**INFORMATION**
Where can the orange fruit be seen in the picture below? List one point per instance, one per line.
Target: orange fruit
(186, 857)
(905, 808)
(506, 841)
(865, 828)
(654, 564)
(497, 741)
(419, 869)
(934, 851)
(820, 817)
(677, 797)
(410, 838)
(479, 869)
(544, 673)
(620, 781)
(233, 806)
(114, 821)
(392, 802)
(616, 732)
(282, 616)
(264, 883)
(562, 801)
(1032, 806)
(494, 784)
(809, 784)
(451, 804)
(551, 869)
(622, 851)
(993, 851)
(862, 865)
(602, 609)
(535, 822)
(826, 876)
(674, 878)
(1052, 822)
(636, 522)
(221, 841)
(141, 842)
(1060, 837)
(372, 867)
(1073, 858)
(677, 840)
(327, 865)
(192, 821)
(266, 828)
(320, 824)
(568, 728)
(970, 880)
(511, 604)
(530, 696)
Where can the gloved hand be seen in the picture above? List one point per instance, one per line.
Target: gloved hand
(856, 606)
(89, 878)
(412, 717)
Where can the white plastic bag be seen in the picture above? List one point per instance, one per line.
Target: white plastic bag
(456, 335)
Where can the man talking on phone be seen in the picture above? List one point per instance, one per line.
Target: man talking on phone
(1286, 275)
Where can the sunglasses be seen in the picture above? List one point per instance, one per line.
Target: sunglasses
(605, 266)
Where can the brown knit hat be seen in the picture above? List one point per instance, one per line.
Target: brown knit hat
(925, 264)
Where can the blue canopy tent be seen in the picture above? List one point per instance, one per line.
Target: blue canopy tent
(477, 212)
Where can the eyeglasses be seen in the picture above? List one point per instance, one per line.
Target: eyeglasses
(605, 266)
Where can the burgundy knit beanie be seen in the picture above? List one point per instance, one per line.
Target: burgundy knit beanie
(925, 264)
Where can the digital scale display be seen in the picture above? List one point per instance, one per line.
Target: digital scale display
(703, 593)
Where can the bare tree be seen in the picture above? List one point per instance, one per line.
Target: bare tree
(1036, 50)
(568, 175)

**REQUIRED ACTION**
The answer must be a verbatim transcription of all the entries.

**SOLVED PROBLEM**
Where can the orange fruit be seen in the picture below? List one point per instance, one per line.
Target: orange fruit
(186, 857)
(905, 808)
(506, 841)
(865, 828)
(654, 564)
(497, 741)
(419, 869)
(934, 851)
(820, 817)
(677, 797)
(410, 838)
(479, 869)
(544, 673)
(620, 781)
(233, 806)
(114, 821)
(392, 802)
(616, 732)
(282, 616)
(264, 883)
(562, 801)
(1032, 806)
(494, 784)
(809, 784)
(451, 804)
(551, 869)
(622, 851)
(993, 851)
(862, 865)
(602, 609)
(535, 822)
(826, 876)
(674, 878)
(1052, 822)
(636, 522)
(221, 841)
(141, 842)
(1060, 837)
(372, 867)
(1073, 858)
(677, 840)
(327, 865)
(192, 821)
(266, 828)
(320, 824)
(568, 728)
(970, 880)
(511, 604)
(530, 696)
Where can the gloved hand be seen in the picture above? List one point per instance, one per line.
Target: gloved hand
(856, 606)
(89, 878)
(412, 717)
Where can the white plastic bag be seen in the picture above? List one point per instance, one per line.
Target: white plastic bag
(456, 335)
Where can the man talking on phone be seen in the picture above? List one point per instance, one per line.
Target: man talking on phone
(1286, 275)
Where can the sunglasses be seen in the picture above? List one point per instance, one per line.
Target: sunglasses
(605, 266)
Where can the brown knit hat be seen in the picture above? List one point per instance, one per line.
Target: brown knit hat
(925, 264)
Where can the blue canopy tent be seen in the picture above? List one point per instance, one per line.
Target: blue canopy tent
(477, 212)
Where can the eyeglasses be seen in the picture above? List one point per instance, one per line.
Target: eyeglasses
(605, 266)
Where can the burgundy knit beanie be seen in the picture above? List one point per instance, one per line.
Target: burgundy knit beanie
(925, 264)
Where can the digital scale display be seen in the picture above? List one point per instance, one per line.
Target: digital scale display
(703, 593)
Where can the bare tree be seen in the picture above? List one point per instance, one per line.
Target: bare tree
(1036, 50)
(568, 175)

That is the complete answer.